**The problem**:
Transcribe exactly the line that contains "Provide the location of every instance of the sandstone" and every line below it in the listing, through the last, and no other lines.

**Material supplied**:
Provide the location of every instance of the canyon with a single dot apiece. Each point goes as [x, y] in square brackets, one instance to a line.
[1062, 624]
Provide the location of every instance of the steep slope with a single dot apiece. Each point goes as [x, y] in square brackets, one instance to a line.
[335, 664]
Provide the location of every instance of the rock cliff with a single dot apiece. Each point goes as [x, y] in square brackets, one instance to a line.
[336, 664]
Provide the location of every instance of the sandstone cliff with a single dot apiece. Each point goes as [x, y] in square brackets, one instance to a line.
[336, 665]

**Answer to this exercise**:
Provide the location of every instance of the sandstone cliff with a single dot apiece. Each point goes as [x, y] in square brackets, one instance to a line.
[336, 665]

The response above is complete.